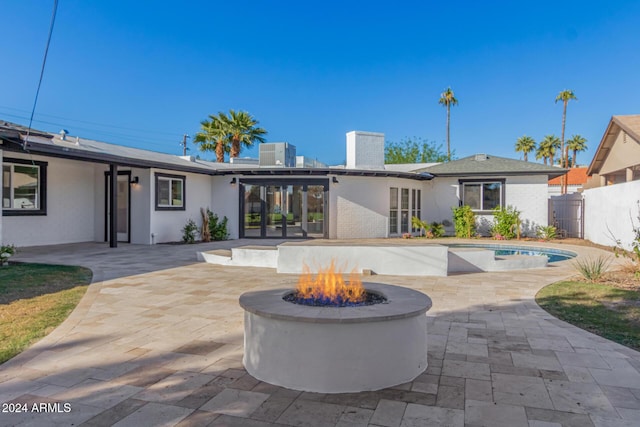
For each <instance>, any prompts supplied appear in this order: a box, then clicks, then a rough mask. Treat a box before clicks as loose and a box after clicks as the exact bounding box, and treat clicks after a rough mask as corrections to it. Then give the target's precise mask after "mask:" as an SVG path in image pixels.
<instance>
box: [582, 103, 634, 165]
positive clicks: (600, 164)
mask: <svg viewBox="0 0 640 427" xmlns="http://www.w3.org/2000/svg"><path fill="white" fill-rule="evenodd" d="M621 130H622V131H624V132H625V133H626V134H627V135H629V136H630V137H631V138H632V139H633V140H635V141H636V142H637V143H638V144H640V114H635V115H630V116H612V117H611V120H610V121H609V126H607V130H606V131H605V132H604V135H603V136H602V140H601V141H600V145H598V149H597V150H596V154H594V156H593V160H591V164H590V165H589V169H588V170H587V175H589V176H591V175H593V174H594V173H598V172H600V167H602V164H603V163H604V161H605V159H606V158H607V156H608V155H609V151H610V150H611V147H612V146H613V144H614V142H615V140H616V136H617V135H618V133H619V132H620V131H621Z"/></svg>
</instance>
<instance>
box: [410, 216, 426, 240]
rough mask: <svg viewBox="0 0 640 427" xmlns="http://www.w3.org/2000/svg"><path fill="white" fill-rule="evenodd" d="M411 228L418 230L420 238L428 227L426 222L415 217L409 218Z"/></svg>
mask: <svg viewBox="0 0 640 427" xmlns="http://www.w3.org/2000/svg"><path fill="white" fill-rule="evenodd" d="M411 226H412V227H413V228H417V229H418V230H420V236H422V234H423V233H424V232H425V231H426V229H427V227H428V225H427V222H426V221H423V220H421V219H420V218H418V217H417V216H412V217H411Z"/></svg>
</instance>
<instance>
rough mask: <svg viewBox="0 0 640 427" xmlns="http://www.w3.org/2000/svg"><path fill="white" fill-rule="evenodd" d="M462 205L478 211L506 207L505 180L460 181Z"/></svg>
mask: <svg viewBox="0 0 640 427" xmlns="http://www.w3.org/2000/svg"><path fill="white" fill-rule="evenodd" d="M460 185H461V186H462V189H461V193H462V204H463V205H468V206H470V207H471V209H473V210H476V211H490V210H492V209H493V208H495V207H497V206H504V180H500V181H460Z"/></svg>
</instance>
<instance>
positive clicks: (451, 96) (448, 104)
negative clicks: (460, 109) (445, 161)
mask: <svg viewBox="0 0 640 427" xmlns="http://www.w3.org/2000/svg"><path fill="white" fill-rule="evenodd" d="M438 103H439V104H442V105H443V106H444V107H447V159H448V160H451V139H450V136H449V135H450V133H449V122H450V117H451V106H452V105H458V100H457V99H456V97H455V96H454V94H453V91H452V90H451V87H448V88H447V89H446V90H445V91H444V92H442V93H441V94H440V100H439V101H438Z"/></svg>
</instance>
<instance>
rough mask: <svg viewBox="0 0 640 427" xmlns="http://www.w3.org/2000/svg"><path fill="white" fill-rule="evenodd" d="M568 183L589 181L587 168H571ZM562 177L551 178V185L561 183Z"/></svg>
mask: <svg viewBox="0 0 640 427" xmlns="http://www.w3.org/2000/svg"><path fill="white" fill-rule="evenodd" d="M566 177H567V185H582V184H584V183H585V182H587V168H571V169H569V172H567V175H566ZM561 180H562V178H561V177H559V176H558V177H555V178H553V179H550V180H549V185H560V184H561Z"/></svg>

....................

— What the task requires —
Please copy the line that holds "183L589 181L587 168H571ZM562" and each line under it through the last line above, exactly as they stand, adding nothing.

— Exercise answer —
rough mask: <svg viewBox="0 0 640 427" xmlns="http://www.w3.org/2000/svg"><path fill="white" fill-rule="evenodd" d="M568 183L589 181L587 168H571ZM562 177L551 178V185L561 183Z"/></svg>
mask: <svg viewBox="0 0 640 427" xmlns="http://www.w3.org/2000/svg"><path fill="white" fill-rule="evenodd" d="M566 177H567V185H582V184H584V183H585V182H587V168H571V169H569V172H567V175H566ZM561 180H562V178H561V177H559V176H558V177H555V178H553V179H550V180H549V185H560V184H561Z"/></svg>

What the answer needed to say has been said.